## [FRAGMENTO DEL TEXTO]
La vetocracia americana

Desde hace años, en sus habituales artículos en Foreing Affairs, el politólogo norteamericano ha estado alertando precisamente de la deriva política de Estados Unidos y mostrando consternación por el deterioro institucional y su deficiente gestión pública.

Lo que denuncia es la constitución de la “vetocracia americana”, una expresión que utiliza para ilustrar la preocupante incapacidad de la administración para tomar decisiones políticas de calado. La crítica resulta especialmente oportuna, ya que si Estados Unidos fue la avanzadilla de la democracia liberal, la historia de su fracaso reciente habría de servir de lección para el resto de las sociedades occidentales.

El sistema político norteamericano se diseñó teniendo en cuenta una escrupulosa separación de poderes; se pensaba que una reducida maquinaria administrativa y el exhaustivo control de la actividad pública posibilitarían una política centrada en la defensa del interés general. Pero lo que en su comienzo fueron sus virtudes más alabadas, a la postre se han transformado en sus vicios más flagrantes.

En su corta historia, Estados Unidos ha visto cómo se ha multiplicado el número de cuerpos administrativos y de agencias gubernamentales. Por otro lado, los grupos de presión han logrado marcar la agenda legislativa y la administración no ha conseguido gestionar con eficacia sus cada vez más amplias competencias. Esto provoca el bloqueo y la paralización de los proyectos políticos y desliza el país hacia la ingobernabilidad.

## [QUÉ SE PIDE]
(A) Según el texto sobre la vetocracia americana, ¿qué se ha multiplicado en la corta historia de Estados Unidos?
(B) Prolonga el texto sobre la vetocracia americana a partir de su última oración.
Las filas que vienen a continuación son material independiente del texto.

## [EXTRACTOS DE FILAS]
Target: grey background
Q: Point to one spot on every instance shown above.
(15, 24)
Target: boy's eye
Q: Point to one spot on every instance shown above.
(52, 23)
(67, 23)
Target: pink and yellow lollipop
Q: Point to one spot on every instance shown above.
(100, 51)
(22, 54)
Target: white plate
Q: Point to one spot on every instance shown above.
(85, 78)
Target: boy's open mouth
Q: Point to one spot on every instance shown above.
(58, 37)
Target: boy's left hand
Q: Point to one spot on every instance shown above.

## [RESPUESTAS]
(A) El número de cuerpos administrativos y de agencias gubernamentales.

(B)
Junto a estos defectos, el ensayo ofrece un extenso catálogo de desaciertos por todos conocidos: corrupción política; polarización ideológica, que hace que se resienta la capacidad representativa de la democracia; desigualdad económica y desigualdad política, entre otros.

La preocupación de Fukuyama ante el declive de la política liberal aumenta al detectar la “americanización de Europa”. En este sentido, considera alarmante la influencia que los grupos de presión están adquiriendo tanto a nivel nacional como comunitario; la opacidad con que los diversos comités de la UE diseñan las políticas y la apuesta del continente europeo por una excesiva descentralización que, a la larga, provoca la paralización y la incompetencia.

Recuperarse de la decadencia

Pero si no hay ningún diseño institucional comparable al que hoy se encuentra dañado, ¿no habría que concluir, como sugieren algunos, que la democracia liberal ha llegado ya al final de su tiempo histórico y hay que reinventar o transformar el Estado?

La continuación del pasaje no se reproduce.